- [WRITTEN REQUEST] Reproduce the material below with "spruce tree" replaced by "conifer" and everything else left unchanged. Omit the pictures from your output.

** Begin ENTRIES SHOWN **

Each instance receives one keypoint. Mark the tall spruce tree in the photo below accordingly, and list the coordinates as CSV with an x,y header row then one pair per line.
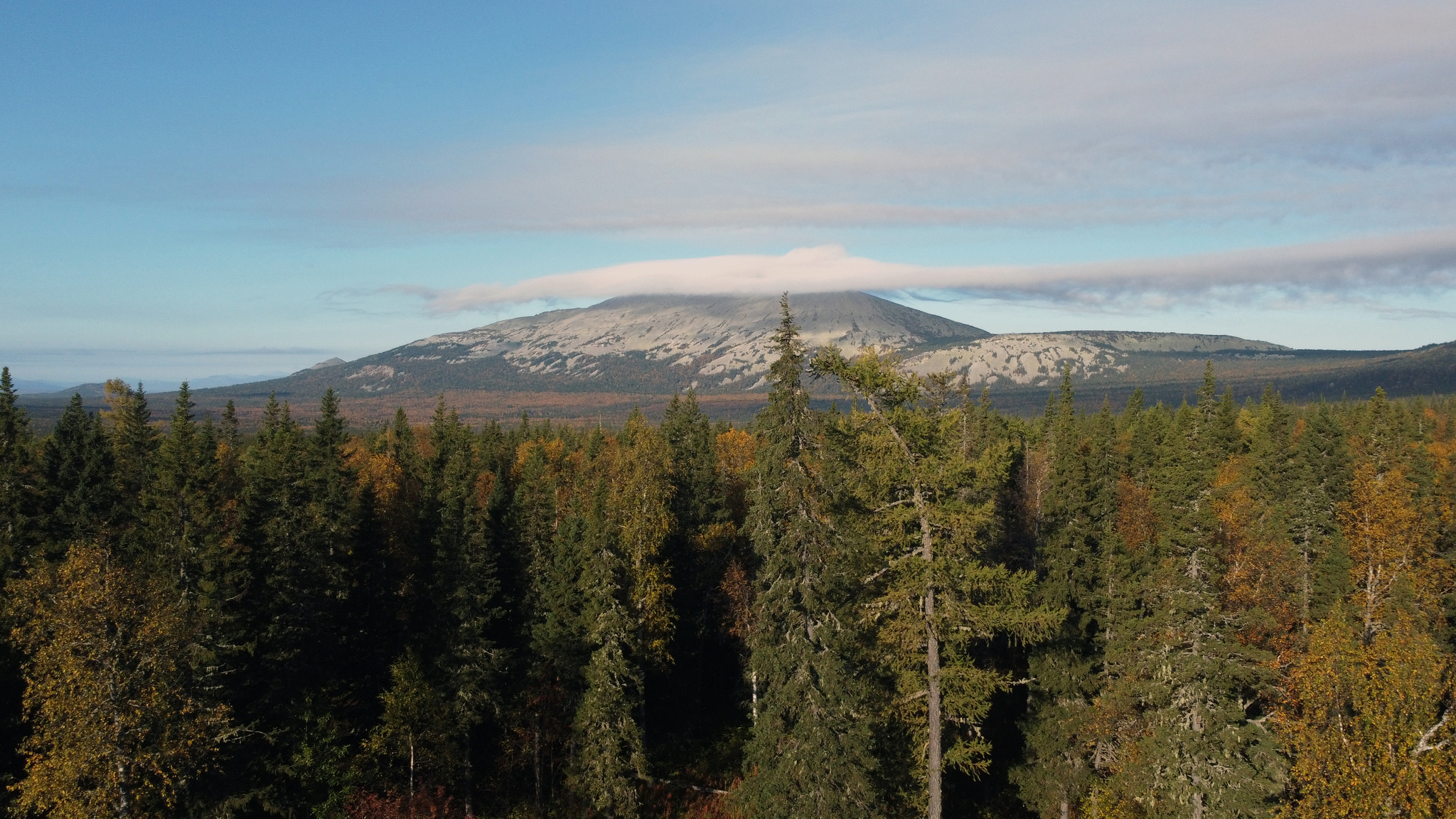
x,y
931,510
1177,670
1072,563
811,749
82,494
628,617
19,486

** End ENTRIES SHOWN **

- [ANSWER IN FULL]
Each instance receives one keypoint. Mark the tall conifer in the photo below accordingly, and list the coordinates as CSV with an x,y header row then one pair per line.
x,y
931,510
1177,670
1072,563
811,749
82,494
628,617
19,486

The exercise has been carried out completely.